— Start Entries shown —

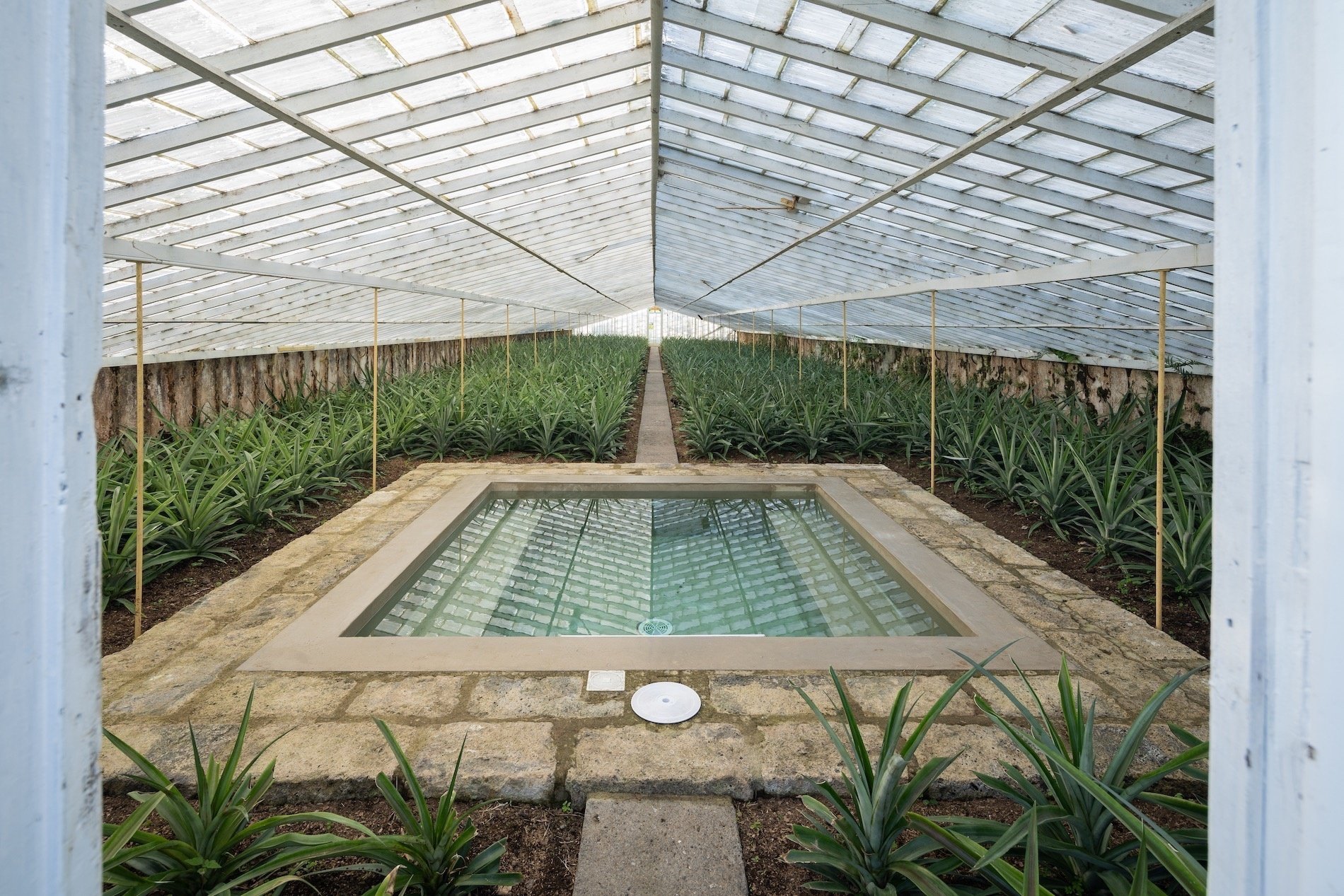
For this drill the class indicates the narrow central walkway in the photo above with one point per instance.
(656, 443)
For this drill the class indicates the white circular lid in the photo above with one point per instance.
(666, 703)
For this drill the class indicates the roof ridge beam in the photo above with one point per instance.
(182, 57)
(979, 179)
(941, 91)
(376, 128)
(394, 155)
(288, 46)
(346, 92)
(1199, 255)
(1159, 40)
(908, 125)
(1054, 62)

— End Entries shown —
— Start Entries shown —

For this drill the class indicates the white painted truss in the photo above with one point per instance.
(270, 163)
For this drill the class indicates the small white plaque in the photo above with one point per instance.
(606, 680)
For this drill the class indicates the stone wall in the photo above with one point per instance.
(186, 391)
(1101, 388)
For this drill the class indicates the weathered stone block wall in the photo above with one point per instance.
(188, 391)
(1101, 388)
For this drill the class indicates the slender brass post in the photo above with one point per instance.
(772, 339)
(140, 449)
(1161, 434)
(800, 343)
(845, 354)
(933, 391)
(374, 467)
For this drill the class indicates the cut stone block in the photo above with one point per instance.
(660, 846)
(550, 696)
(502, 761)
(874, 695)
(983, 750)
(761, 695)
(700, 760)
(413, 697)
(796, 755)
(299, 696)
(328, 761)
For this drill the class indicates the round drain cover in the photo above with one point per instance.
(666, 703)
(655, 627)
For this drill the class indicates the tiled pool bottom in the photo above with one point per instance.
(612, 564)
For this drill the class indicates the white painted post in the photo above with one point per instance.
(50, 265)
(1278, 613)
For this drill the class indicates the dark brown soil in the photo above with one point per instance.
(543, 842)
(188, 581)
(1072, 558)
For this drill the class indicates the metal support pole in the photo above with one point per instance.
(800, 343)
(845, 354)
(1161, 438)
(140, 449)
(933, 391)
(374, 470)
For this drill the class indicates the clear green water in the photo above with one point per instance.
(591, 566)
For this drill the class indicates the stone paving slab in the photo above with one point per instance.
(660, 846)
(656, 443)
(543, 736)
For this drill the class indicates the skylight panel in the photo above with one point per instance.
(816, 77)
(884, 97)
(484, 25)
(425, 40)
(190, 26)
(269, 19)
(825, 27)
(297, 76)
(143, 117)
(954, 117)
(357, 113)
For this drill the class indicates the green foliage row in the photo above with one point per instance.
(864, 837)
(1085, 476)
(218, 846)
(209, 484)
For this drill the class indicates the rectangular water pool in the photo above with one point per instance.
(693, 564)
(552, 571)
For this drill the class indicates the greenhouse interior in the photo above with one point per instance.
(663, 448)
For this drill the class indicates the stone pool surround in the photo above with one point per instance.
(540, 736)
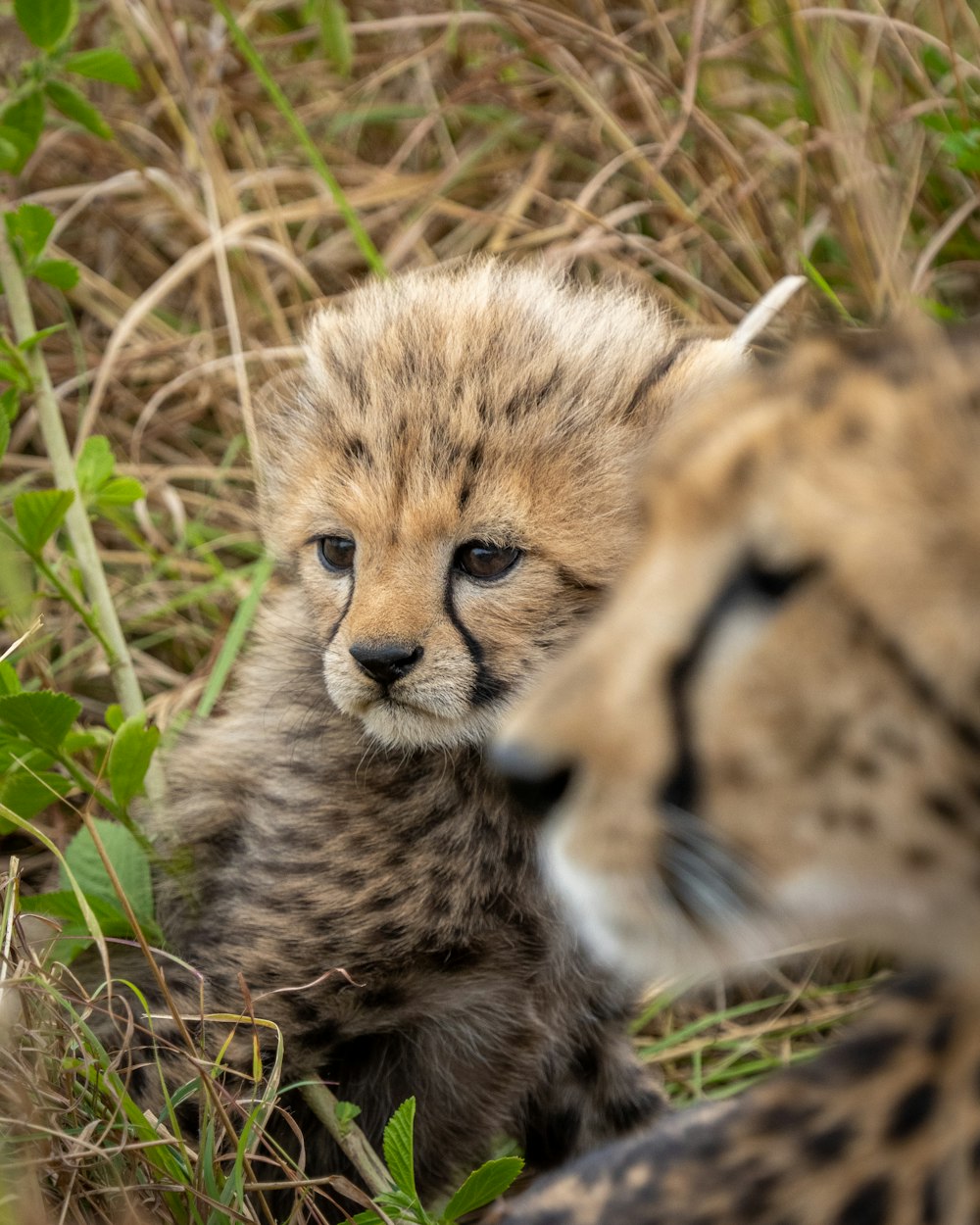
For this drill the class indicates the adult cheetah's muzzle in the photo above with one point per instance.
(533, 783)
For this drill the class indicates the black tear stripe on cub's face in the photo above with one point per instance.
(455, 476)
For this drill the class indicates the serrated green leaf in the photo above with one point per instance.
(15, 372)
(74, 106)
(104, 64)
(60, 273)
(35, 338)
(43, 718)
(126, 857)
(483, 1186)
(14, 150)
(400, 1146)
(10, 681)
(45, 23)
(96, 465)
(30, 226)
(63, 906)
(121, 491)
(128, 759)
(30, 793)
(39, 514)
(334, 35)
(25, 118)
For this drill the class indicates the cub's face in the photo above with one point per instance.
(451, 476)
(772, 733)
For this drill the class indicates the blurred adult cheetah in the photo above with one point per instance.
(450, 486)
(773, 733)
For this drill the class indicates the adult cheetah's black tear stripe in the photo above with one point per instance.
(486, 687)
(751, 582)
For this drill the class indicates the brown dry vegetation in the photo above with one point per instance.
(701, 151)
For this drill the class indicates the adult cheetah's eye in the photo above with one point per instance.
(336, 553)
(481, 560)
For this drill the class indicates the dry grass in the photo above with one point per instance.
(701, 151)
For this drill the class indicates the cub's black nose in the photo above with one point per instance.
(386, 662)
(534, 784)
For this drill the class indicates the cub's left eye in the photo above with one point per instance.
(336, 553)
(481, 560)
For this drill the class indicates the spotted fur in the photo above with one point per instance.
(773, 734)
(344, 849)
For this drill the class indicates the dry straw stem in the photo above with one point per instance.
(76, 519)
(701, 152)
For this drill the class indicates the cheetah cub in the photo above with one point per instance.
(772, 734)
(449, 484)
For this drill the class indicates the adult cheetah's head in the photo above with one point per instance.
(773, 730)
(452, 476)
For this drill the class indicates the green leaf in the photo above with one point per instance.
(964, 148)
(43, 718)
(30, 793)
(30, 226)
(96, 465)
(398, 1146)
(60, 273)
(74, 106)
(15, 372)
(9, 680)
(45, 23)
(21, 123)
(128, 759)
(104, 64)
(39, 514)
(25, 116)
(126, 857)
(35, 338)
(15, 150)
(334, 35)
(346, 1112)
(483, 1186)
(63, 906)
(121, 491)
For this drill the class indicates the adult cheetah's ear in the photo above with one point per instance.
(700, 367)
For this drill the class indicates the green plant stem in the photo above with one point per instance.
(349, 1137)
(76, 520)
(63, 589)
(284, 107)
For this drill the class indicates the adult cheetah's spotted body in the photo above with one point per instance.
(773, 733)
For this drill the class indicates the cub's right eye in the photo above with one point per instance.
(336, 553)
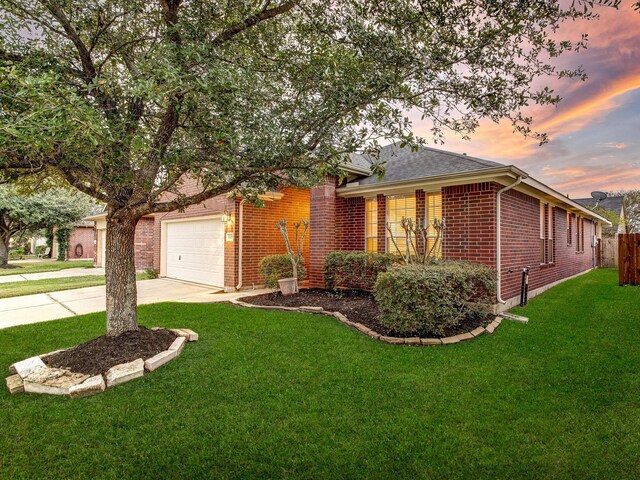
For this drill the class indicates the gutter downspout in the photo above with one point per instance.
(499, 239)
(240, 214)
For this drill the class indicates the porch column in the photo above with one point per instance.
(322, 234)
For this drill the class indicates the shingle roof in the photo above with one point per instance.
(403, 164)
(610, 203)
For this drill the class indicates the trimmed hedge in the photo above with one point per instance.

— End Entries shown —

**What is expected**
Reproduce the lines between the one containing "For this drill the class indicates the adult cheetah's spotted" and the one containing "For this drill the class indicates the trimmed", inclusive, leaving out the pictures.

**Finished task**
For this drill the class indicates the adult cheetah's spotted body in the photo above with one point per instance.
(773, 733)
For this drill the class indicates the cub's right eye in the photo above with one point per instance.
(336, 553)
For this drill the class indicates the gutter downspout in the photo above with one point per instance.
(499, 239)
(240, 214)
For this drill the class indicates the porch column in the photo above with one point per instance.
(322, 234)
For this drill the class indicates the shingle roof in the photo above with one point per instance.
(403, 164)
(610, 203)
For this drill the class indicates the trimmed hedge in the photo above with one point per instance.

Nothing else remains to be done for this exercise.